===== Dataset records =====
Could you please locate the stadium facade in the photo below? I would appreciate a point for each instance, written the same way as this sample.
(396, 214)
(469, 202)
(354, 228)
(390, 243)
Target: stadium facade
=====
#### Your assignment:
Reproduce all the records precisely.

#### Finished exercise:
Could you please locate the stadium facade in the photo below? I would appreciate a point for each instance, written the same way as this sample.
(396, 214)
(469, 202)
(354, 228)
(390, 243)
Target: stadium facade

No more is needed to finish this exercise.